----- Data extract

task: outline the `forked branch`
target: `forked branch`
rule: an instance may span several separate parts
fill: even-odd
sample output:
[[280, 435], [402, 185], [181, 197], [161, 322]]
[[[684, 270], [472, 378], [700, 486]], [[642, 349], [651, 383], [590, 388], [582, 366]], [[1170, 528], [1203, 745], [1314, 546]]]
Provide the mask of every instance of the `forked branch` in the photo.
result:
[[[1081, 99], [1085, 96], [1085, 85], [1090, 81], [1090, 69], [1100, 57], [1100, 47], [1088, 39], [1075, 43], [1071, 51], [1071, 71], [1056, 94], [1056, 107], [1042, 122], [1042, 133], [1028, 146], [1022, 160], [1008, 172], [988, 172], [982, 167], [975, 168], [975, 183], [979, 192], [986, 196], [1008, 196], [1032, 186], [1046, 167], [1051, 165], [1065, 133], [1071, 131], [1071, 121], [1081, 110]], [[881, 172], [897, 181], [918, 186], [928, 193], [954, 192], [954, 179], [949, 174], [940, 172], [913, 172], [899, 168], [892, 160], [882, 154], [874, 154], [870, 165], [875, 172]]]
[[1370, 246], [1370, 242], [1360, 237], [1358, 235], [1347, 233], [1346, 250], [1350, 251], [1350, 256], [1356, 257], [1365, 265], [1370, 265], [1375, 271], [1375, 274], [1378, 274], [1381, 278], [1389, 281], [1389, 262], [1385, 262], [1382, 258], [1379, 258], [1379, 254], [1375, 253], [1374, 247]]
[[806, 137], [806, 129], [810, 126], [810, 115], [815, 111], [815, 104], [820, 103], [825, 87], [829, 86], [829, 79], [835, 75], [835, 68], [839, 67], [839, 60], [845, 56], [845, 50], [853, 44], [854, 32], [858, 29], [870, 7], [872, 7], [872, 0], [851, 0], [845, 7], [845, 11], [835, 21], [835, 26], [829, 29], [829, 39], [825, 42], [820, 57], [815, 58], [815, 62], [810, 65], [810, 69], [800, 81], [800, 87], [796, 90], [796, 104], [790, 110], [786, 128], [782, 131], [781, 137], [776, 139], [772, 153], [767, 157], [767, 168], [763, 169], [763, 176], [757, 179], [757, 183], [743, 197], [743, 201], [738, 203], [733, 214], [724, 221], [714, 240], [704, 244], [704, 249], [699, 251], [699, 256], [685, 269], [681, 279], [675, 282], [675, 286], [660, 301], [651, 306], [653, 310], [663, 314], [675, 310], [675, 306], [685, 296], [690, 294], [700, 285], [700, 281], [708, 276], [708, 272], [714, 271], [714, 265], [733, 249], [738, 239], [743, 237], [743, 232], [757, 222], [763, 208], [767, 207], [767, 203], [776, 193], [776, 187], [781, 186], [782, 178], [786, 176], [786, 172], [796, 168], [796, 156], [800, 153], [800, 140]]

----------

• _Given instruction_
Could you reproduce the entries above word for word, without changing a single character?

• _The solution_
task: outline the `forked branch`
target: `forked branch`
rule: an instance may span several separate parts
fill: even-odd
sample output:
[[280, 435], [402, 185], [181, 197], [161, 322]]
[[[684, 270], [472, 378], [700, 486]], [[642, 349], [651, 383], [590, 388], [582, 366]], [[1170, 528], [1203, 745], [1314, 546]]]
Provide the mask of every instance of the `forked branch` in the photo.
result:
[[[1081, 99], [1085, 96], [1085, 85], [1090, 81], [1090, 69], [1100, 57], [1100, 47], [1088, 39], [1075, 43], [1071, 51], [1071, 71], [1056, 94], [1056, 107], [1042, 122], [1042, 133], [1028, 146], [1022, 160], [1008, 172], [988, 172], [982, 167], [975, 168], [975, 183], [979, 192], [986, 196], [1008, 196], [1032, 186], [1046, 167], [1051, 165], [1065, 133], [1071, 131], [1071, 121], [1081, 110]], [[881, 172], [897, 181], [918, 186], [928, 193], [954, 192], [954, 179], [949, 174], [940, 172], [913, 172], [899, 168], [892, 160], [882, 154], [874, 154], [870, 165], [875, 172]]]
[[1370, 246], [1370, 242], [1360, 237], [1358, 235], [1347, 233], [1346, 250], [1350, 251], [1350, 256], [1356, 257], [1365, 265], [1370, 265], [1375, 271], [1375, 274], [1378, 274], [1381, 278], [1389, 281], [1389, 262], [1385, 262], [1382, 258], [1379, 258], [1379, 254], [1375, 253], [1374, 247]]
[[806, 137], [806, 129], [810, 126], [810, 115], [815, 111], [815, 104], [820, 103], [825, 87], [829, 86], [829, 79], [835, 75], [835, 68], [839, 67], [839, 60], [845, 56], [845, 50], [853, 44], [854, 32], [858, 29], [870, 7], [872, 7], [872, 0], [851, 0], [845, 7], [845, 11], [835, 21], [835, 26], [829, 29], [829, 39], [825, 42], [820, 57], [815, 58], [815, 62], [810, 65], [810, 69], [800, 81], [800, 87], [796, 90], [796, 104], [790, 110], [786, 128], [782, 131], [781, 137], [776, 139], [772, 153], [767, 157], [767, 168], [763, 169], [763, 176], [757, 179], [757, 183], [743, 197], [743, 201], [738, 203], [733, 214], [724, 221], [714, 240], [704, 244], [704, 249], [699, 251], [699, 256], [685, 269], [681, 279], [675, 282], [675, 286], [660, 301], [651, 306], [653, 310], [663, 314], [675, 310], [675, 306], [685, 296], [690, 294], [700, 285], [700, 281], [708, 276], [708, 272], [714, 271], [714, 265], [733, 249], [738, 239], [743, 237], [743, 232], [757, 222], [763, 208], [767, 207], [767, 203], [776, 193], [776, 187], [781, 186], [782, 178], [786, 176], [786, 172], [796, 168], [796, 156], [800, 153], [800, 140]]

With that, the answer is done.